**GOAL OF THE EXERCISE:**
Extract from the listing each line in which the word "pink" appears.

**RECORD SET:**
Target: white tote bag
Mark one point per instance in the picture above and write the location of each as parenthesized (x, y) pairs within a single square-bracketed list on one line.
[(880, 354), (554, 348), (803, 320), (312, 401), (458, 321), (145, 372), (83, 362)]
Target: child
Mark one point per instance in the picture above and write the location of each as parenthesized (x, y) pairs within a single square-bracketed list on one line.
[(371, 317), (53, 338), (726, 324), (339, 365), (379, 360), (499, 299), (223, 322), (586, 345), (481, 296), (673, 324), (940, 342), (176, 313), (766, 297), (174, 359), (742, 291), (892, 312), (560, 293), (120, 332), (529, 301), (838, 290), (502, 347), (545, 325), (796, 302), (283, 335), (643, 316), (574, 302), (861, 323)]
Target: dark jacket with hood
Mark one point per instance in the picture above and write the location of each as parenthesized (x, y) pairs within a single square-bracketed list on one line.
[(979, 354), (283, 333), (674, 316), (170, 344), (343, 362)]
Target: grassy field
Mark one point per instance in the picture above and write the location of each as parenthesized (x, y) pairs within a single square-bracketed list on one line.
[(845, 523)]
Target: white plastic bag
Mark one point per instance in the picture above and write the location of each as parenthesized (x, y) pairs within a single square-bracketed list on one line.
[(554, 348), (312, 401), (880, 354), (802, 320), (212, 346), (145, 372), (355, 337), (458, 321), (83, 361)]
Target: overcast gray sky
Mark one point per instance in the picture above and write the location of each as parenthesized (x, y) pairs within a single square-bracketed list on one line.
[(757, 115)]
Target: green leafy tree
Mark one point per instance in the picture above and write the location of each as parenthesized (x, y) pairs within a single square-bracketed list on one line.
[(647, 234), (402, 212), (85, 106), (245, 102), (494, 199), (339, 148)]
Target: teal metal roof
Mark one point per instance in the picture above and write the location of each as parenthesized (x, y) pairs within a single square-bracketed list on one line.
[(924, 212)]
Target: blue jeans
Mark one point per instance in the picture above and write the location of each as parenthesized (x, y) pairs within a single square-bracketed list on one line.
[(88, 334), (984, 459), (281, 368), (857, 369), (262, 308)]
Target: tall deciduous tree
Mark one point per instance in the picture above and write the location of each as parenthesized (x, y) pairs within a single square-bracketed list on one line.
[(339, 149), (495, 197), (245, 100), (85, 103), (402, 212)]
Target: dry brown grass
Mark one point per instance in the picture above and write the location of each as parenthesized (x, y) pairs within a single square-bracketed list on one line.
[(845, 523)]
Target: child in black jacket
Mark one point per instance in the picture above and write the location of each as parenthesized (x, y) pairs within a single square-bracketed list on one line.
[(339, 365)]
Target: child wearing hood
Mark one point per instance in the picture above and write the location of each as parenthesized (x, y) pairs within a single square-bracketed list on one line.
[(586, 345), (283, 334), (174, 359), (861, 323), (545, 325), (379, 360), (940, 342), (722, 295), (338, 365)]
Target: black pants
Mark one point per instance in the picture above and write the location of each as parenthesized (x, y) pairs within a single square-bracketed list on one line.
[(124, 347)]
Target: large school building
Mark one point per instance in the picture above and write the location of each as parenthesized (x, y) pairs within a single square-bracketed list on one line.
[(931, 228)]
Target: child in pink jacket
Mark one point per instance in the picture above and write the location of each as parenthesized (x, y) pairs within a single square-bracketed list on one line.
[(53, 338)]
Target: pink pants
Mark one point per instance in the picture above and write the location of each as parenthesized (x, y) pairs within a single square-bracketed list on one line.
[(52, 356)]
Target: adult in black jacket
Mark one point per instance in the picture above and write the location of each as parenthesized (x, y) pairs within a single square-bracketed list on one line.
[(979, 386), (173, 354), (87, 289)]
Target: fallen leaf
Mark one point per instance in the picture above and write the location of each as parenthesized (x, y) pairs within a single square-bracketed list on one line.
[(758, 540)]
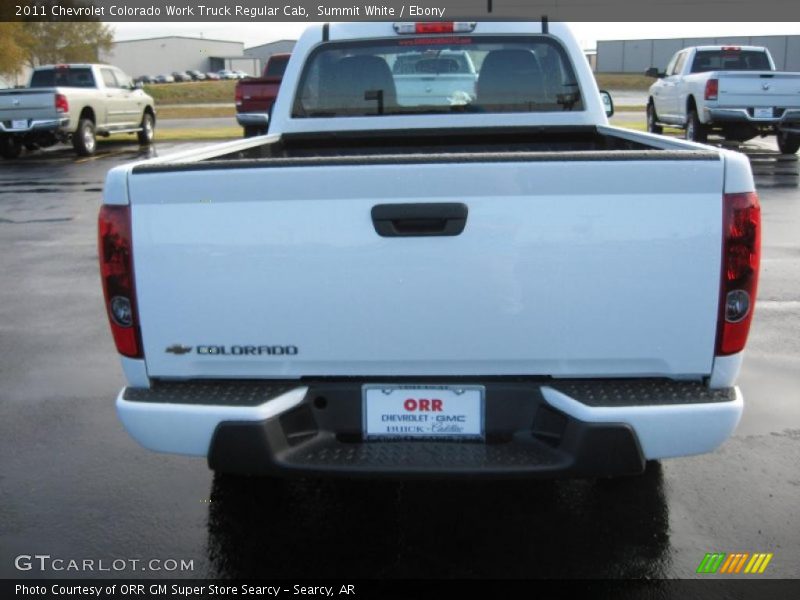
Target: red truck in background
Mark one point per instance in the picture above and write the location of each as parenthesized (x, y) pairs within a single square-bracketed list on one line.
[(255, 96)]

--

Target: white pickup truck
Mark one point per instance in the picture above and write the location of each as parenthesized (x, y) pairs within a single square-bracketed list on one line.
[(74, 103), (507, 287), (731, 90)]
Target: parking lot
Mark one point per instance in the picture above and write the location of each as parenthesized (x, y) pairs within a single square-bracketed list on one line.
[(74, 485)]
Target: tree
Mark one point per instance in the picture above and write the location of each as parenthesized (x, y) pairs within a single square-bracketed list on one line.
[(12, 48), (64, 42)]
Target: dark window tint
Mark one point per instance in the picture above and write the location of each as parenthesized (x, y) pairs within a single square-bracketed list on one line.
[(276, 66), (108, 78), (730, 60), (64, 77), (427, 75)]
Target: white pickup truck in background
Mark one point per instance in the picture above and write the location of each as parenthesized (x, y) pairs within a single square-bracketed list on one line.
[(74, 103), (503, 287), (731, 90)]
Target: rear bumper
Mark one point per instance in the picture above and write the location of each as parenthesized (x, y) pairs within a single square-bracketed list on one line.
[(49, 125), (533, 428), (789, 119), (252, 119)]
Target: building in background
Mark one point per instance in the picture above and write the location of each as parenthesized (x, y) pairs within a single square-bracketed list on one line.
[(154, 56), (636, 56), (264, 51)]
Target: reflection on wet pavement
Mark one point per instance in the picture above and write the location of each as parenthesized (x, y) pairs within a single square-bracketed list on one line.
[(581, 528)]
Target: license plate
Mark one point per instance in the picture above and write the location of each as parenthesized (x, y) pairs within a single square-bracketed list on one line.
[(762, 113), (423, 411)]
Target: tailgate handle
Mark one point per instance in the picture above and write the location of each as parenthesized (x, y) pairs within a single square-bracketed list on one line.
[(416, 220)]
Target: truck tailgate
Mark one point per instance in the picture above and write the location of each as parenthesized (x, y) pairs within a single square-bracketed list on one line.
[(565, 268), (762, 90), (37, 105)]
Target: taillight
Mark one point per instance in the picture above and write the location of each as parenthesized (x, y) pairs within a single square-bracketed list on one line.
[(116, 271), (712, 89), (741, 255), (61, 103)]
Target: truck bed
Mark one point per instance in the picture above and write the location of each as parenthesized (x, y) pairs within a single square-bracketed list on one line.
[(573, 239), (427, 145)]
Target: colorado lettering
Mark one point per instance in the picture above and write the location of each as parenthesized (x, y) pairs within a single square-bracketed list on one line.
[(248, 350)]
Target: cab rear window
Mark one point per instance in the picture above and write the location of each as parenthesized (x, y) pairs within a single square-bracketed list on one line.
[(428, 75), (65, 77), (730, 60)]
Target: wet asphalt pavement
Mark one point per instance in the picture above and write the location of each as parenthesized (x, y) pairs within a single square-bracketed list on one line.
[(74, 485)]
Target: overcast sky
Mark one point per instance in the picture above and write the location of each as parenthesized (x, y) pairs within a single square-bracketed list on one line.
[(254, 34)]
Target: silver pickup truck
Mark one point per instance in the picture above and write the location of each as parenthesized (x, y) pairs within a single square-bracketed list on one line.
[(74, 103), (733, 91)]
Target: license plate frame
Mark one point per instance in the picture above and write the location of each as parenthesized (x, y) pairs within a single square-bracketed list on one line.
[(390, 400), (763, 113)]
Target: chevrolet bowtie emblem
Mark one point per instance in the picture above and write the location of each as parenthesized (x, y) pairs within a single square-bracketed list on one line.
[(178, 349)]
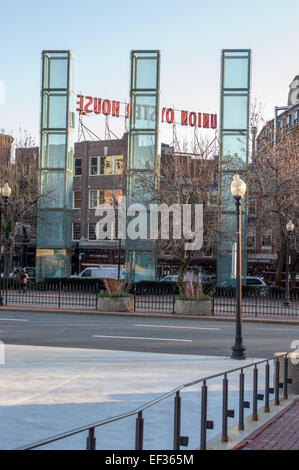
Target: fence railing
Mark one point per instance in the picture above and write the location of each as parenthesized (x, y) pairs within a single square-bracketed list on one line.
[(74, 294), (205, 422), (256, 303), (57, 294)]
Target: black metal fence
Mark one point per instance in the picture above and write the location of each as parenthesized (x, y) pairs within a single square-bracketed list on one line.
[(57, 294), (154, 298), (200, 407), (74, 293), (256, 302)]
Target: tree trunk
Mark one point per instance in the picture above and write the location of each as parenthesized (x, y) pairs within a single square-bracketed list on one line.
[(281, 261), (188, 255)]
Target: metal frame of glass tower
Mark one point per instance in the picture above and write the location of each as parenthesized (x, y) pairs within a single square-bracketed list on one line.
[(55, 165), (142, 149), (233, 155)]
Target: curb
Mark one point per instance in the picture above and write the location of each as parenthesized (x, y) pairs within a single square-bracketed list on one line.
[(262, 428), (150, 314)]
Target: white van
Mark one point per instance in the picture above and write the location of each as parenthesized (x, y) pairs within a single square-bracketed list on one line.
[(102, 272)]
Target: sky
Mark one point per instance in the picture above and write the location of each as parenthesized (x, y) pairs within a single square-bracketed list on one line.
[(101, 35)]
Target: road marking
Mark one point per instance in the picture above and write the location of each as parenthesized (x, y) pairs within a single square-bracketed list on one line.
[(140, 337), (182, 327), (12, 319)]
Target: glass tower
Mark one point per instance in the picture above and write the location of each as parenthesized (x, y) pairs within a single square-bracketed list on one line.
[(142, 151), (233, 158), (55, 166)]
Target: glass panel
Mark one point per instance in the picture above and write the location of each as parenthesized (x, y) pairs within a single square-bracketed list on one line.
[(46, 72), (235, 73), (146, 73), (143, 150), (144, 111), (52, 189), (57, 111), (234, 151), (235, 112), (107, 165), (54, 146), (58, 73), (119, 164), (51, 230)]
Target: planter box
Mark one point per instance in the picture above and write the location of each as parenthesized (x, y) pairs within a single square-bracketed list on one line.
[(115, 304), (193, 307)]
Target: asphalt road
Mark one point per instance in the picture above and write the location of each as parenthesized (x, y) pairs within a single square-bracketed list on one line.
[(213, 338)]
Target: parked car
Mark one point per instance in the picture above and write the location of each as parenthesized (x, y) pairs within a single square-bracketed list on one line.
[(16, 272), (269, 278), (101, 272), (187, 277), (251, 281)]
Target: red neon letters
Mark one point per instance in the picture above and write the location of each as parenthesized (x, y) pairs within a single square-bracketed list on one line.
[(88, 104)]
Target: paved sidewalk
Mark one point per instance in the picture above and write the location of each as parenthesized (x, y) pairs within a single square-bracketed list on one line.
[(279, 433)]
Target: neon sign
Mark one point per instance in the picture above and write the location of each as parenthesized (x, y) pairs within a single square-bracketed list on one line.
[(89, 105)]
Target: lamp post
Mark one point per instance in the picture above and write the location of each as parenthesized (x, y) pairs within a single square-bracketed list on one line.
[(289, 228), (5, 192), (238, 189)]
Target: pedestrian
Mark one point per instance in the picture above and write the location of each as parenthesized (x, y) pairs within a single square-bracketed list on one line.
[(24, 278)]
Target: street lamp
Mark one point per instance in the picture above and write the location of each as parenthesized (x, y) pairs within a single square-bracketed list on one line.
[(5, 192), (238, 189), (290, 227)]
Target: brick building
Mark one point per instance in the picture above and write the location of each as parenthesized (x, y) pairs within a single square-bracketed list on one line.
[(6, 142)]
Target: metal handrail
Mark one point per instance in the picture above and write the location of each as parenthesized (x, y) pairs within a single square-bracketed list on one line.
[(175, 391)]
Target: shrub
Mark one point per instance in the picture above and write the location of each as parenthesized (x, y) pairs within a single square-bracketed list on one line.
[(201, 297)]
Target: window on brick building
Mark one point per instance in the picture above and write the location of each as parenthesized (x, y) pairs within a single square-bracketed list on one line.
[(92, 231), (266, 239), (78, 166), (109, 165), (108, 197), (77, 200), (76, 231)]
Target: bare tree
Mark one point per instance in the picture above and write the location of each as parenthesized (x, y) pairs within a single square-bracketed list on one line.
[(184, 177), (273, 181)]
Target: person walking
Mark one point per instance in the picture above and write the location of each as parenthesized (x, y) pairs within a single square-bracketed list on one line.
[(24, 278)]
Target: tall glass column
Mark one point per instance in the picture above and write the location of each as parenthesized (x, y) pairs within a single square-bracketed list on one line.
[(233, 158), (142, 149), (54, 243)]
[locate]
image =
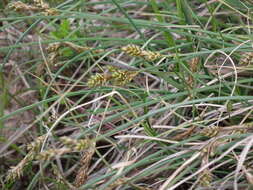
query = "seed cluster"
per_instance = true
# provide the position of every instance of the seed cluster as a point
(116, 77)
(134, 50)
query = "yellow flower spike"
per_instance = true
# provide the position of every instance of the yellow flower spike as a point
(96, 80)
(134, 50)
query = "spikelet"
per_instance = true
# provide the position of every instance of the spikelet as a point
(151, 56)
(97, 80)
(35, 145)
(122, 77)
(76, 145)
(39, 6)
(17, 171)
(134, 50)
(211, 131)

**EXPECTED ANSWER:**
Target: child in pink jacket
Target: pink pants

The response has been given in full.